=== Begin Enclosure ===

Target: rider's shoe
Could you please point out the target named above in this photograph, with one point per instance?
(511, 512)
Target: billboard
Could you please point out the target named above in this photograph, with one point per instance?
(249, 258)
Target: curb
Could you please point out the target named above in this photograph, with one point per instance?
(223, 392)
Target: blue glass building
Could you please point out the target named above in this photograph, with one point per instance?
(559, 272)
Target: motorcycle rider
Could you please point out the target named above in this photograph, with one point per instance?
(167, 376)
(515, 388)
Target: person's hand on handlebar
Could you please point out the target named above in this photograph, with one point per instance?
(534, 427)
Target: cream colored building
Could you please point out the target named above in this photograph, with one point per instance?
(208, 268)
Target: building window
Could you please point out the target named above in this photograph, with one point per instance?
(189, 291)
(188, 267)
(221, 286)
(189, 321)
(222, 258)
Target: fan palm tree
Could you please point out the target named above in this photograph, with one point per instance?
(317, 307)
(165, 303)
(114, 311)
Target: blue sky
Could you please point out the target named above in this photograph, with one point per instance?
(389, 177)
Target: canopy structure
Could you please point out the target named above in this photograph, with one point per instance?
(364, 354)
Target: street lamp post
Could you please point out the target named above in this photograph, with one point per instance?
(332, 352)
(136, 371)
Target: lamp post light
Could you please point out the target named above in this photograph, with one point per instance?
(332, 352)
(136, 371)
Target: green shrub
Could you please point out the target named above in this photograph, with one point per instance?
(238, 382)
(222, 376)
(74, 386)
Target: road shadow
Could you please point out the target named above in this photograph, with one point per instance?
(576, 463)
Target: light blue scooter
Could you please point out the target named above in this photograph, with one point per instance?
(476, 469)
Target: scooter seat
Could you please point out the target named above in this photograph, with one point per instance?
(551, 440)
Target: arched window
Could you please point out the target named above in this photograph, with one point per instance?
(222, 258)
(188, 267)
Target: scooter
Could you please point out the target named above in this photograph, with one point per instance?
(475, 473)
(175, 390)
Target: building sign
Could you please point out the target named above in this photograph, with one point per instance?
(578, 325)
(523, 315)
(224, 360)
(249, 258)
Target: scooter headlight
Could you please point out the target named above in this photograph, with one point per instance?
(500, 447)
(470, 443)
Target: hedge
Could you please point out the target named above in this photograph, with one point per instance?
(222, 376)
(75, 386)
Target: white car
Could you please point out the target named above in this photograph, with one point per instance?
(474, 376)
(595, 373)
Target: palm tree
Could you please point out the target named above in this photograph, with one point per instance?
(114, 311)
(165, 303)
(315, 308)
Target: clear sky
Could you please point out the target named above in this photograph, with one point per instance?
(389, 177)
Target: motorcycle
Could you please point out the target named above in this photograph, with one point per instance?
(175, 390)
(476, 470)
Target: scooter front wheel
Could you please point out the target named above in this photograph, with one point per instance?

=== End Enclosure ===

Starting with the first line of the listing above and ending with the line that holds "Target: building window", return those lines exactly as written, both included.

Target: rider's shoe
Could you please point out the target named above in this photograph, with one point per instance?
(511, 512)
Target: billboard
Could you please point out the target named above in this photograph, with one point per instance?
(249, 258)
Target: curb
Could you please point out the target named above in this photograph, with one point per instance?
(223, 392)
Target: blue glass building
Could you please point out the target named above in this photograph, with one point per instance?
(559, 272)
Target: motorcycle rider
Could you please point out the target named above in this photograph, with one point per instance?
(167, 376)
(515, 388)
Target: person's hand on handlebar
Could you please point out the target named above in this photograph, with one point per instance?
(534, 427)
Target: cream colored building
Could you please point out the target named above in this photograph, with one point per instance?
(208, 268)
Target: building window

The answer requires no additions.